Data extracted from a collection
****************
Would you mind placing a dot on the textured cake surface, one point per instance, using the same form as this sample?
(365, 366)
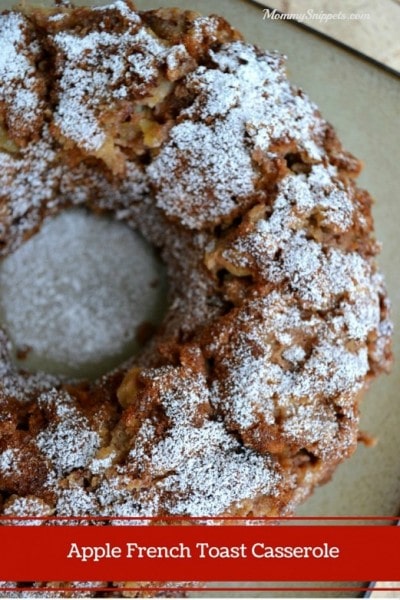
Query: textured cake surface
(248, 395)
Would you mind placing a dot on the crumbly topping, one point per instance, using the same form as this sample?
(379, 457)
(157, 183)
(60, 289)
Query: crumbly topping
(68, 441)
(243, 104)
(197, 467)
(125, 63)
(287, 375)
(20, 84)
(248, 396)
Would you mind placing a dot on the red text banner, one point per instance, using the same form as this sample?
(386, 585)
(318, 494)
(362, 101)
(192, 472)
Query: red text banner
(200, 553)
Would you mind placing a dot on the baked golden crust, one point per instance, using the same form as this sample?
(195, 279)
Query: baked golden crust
(248, 395)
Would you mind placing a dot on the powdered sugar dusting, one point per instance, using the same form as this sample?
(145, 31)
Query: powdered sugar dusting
(125, 65)
(272, 331)
(200, 468)
(69, 442)
(244, 104)
(18, 75)
(76, 293)
(286, 373)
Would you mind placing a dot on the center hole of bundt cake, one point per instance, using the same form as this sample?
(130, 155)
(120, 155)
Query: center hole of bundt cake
(81, 296)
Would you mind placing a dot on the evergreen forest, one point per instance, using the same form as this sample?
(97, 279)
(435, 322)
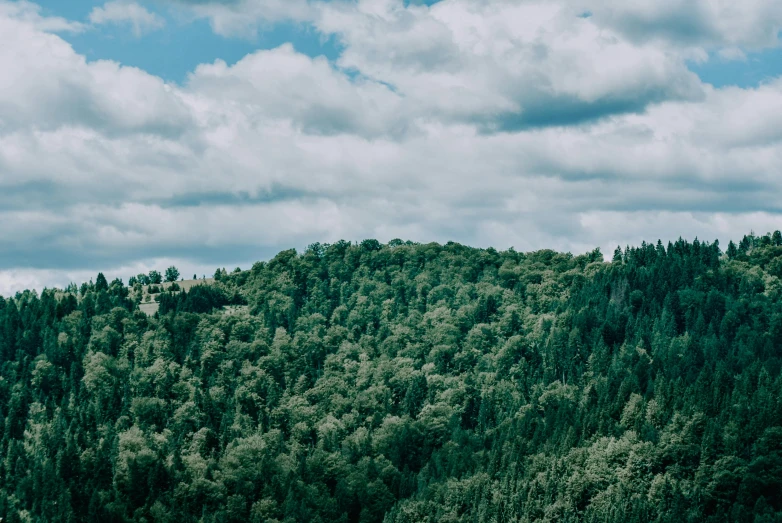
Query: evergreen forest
(405, 383)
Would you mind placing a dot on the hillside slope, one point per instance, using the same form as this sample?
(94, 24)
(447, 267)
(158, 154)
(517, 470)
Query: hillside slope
(406, 383)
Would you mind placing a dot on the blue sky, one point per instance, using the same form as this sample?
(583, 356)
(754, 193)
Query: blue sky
(136, 135)
(174, 52)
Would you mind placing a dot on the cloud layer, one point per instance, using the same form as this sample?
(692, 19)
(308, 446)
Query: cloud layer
(532, 124)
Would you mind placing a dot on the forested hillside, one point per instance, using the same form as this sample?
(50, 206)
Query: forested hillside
(406, 383)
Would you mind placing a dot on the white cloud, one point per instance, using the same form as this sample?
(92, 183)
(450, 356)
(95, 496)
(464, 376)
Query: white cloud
(492, 124)
(30, 14)
(125, 12)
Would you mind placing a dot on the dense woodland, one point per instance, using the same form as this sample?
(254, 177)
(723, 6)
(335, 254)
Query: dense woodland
(406, 383)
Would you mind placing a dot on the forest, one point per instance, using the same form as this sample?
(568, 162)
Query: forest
(405, 383)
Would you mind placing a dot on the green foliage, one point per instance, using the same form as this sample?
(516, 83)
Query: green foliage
(172, 274)
(405, 383)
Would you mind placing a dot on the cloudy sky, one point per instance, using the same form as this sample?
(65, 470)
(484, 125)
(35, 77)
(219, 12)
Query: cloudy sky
(206, 133)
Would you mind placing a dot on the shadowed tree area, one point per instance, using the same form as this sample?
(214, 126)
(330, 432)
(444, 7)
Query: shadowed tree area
(405, 383)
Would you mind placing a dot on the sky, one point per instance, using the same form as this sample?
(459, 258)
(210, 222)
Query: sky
(215, 133)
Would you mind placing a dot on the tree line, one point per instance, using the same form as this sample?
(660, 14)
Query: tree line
(406, 382)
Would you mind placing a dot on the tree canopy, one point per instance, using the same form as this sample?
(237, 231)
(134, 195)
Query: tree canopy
(405, 383)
****************
**Given request**
Repeat, character for character, the lines from the one that holds "Would you mind placing a dot on the shadowed" to the final line of the material, inclusive, and no other lines.

**Full answer**
Would you mind placing a dot on the shadowed tree area, one point per instance, using the same form as this sample?
(214, 126)
(330, 432)
(444, 7)
Query: shadowed tree area
(405, 383)
Would you mind placing a dot on the sky, one point per instance, using the same form as this sample?
(459, 258)
(210, 222)
Query: sky
(215, 133)
Would you mind placing a dot on the tree line, one point per instance, using the same form as this sample?
(660, 14)
Query: tree line
(406, 382)
Would you mind placing a dot on the tree canopy, one point per instance, using the same form as this sample?
(237, 231)
(134, 195)
Query: tree canopy
(405, 383)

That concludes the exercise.